* _Instructions for the task_
Nothing but the lines from the top of the following entries through the line with "positive clicks: (967, 422)" should be printed, exactly as they are.

* _Input for this task_
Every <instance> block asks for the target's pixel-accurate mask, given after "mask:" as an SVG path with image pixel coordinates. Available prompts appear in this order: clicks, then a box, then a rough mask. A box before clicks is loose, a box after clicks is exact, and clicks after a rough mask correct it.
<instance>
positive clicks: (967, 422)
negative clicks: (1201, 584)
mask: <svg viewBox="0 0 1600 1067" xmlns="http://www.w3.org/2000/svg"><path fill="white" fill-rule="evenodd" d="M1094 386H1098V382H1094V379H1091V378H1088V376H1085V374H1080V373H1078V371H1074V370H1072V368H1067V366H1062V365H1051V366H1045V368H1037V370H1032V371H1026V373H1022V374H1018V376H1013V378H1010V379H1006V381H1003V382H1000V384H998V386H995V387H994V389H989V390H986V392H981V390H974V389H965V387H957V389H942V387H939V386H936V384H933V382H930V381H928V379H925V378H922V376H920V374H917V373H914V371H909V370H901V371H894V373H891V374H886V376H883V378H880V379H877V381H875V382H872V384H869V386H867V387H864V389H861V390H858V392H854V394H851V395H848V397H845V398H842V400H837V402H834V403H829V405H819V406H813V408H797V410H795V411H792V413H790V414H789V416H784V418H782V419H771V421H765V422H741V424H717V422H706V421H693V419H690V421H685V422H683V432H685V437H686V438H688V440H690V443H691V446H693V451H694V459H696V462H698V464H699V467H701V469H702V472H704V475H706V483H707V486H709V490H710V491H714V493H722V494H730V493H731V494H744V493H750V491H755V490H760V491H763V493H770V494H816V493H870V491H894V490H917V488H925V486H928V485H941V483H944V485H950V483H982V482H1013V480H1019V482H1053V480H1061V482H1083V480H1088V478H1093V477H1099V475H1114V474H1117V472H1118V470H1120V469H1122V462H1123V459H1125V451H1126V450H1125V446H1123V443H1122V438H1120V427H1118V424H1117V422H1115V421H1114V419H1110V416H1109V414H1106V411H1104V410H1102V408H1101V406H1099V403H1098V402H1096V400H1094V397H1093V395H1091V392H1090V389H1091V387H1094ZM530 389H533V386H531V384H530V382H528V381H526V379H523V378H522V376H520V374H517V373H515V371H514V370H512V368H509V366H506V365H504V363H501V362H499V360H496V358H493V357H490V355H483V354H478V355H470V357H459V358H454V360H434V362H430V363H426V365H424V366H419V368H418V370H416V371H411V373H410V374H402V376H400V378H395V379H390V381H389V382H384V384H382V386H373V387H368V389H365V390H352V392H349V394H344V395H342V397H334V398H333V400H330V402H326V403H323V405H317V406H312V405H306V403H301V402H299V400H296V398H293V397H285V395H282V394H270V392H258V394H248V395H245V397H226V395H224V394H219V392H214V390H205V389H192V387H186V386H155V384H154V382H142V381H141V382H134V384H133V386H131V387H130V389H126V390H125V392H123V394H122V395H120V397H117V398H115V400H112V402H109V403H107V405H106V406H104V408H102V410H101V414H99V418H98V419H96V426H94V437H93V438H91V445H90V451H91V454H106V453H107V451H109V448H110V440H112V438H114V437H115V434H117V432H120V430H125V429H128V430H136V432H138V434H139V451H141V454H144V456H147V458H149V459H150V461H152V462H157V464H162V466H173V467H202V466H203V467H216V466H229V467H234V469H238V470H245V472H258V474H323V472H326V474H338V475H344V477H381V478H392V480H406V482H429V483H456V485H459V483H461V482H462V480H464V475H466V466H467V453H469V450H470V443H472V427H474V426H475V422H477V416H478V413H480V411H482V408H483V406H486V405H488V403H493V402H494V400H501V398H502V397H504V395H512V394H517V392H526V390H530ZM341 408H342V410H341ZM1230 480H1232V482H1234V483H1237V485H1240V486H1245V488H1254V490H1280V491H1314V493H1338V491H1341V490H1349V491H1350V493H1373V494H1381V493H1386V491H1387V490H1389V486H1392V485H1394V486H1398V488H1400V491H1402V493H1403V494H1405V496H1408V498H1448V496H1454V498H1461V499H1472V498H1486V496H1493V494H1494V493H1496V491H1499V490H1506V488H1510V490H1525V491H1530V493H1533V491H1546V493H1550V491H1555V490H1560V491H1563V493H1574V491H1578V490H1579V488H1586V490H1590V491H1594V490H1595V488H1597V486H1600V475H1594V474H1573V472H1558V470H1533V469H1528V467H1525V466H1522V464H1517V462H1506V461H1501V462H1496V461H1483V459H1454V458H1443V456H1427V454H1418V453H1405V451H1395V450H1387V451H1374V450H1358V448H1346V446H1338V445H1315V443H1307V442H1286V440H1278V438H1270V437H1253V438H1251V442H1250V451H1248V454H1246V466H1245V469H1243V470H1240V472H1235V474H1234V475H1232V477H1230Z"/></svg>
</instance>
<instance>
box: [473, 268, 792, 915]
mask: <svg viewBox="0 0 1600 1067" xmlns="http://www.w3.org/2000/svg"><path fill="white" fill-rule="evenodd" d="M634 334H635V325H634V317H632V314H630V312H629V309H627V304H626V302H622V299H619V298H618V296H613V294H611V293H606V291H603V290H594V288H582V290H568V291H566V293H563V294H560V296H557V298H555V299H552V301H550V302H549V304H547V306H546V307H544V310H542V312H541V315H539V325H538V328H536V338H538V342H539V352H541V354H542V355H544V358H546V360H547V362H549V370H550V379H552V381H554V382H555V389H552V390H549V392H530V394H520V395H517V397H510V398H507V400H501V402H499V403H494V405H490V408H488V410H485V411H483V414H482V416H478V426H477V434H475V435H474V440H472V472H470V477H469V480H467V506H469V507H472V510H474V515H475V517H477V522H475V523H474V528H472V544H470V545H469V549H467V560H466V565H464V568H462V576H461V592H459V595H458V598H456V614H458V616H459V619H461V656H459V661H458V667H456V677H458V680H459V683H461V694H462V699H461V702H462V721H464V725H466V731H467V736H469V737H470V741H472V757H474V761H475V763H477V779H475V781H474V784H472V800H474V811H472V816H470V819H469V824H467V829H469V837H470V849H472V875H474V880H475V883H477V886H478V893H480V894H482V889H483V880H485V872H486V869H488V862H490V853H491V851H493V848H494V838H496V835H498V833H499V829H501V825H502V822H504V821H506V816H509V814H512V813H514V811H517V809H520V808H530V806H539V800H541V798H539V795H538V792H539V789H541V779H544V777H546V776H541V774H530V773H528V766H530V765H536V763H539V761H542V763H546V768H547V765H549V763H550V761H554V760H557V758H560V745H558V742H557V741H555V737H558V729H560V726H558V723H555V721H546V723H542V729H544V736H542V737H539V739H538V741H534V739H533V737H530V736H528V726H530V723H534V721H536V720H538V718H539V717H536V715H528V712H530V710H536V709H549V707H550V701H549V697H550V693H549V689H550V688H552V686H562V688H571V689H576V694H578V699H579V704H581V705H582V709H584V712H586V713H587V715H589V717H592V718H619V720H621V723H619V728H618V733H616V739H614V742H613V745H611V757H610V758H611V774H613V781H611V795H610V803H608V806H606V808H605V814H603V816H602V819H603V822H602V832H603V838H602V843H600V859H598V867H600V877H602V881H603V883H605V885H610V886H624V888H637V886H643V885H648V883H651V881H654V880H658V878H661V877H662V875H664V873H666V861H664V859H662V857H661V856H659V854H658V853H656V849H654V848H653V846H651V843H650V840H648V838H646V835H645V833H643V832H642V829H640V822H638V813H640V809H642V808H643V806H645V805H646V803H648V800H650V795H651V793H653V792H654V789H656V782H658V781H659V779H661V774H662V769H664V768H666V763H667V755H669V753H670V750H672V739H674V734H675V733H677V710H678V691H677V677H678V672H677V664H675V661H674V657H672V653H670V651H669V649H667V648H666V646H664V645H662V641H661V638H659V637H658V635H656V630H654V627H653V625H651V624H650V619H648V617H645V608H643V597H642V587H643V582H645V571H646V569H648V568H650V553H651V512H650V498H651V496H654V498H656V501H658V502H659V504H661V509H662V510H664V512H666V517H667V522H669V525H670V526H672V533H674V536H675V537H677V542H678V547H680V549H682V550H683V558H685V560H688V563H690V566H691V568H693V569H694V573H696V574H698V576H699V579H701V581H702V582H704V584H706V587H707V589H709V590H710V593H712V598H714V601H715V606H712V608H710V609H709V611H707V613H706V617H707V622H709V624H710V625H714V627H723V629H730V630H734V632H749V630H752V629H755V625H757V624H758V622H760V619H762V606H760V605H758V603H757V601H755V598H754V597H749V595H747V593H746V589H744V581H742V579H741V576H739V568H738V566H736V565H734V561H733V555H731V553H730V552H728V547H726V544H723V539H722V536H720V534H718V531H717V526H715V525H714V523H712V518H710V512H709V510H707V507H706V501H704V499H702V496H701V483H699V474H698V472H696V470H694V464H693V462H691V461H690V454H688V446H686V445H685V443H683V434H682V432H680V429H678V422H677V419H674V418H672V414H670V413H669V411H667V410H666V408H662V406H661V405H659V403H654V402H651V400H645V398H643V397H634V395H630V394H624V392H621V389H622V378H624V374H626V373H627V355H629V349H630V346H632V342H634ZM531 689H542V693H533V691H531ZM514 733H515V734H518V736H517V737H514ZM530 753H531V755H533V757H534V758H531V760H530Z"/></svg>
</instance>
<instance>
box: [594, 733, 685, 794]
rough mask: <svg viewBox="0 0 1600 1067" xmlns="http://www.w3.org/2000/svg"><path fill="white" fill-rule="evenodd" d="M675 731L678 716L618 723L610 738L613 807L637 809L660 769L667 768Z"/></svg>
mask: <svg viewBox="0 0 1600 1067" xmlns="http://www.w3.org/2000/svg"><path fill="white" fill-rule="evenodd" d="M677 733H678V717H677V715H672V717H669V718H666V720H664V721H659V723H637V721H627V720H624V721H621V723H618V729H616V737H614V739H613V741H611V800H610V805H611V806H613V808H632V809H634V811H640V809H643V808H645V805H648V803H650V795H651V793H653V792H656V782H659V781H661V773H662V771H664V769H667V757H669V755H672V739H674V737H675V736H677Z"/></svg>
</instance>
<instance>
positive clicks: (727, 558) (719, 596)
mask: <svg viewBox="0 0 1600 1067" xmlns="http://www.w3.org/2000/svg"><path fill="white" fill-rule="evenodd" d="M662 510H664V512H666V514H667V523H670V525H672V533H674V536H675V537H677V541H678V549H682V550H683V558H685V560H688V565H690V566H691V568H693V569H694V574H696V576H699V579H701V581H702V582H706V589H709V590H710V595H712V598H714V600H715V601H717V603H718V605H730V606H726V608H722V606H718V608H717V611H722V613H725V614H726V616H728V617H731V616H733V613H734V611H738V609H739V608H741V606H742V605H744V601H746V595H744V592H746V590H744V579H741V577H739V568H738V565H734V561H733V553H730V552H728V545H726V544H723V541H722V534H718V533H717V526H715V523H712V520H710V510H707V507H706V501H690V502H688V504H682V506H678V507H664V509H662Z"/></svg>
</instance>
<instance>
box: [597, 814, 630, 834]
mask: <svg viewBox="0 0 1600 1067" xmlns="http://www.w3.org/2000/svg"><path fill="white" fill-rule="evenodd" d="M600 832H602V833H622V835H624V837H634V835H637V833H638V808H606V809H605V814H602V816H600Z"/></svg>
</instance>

* _Task answer_
Every <instance> block asks for the target's pixel-accurate mask, given after "mask:" as an SVG path with image pixel coordinates. Available prompts appear in this order: clicks, then a box, then a rough mask. A box before clicks is loose, a box after clicks is exact, and clicks after a rough mask correct it.
<instance>
positive clicks: (967, 422)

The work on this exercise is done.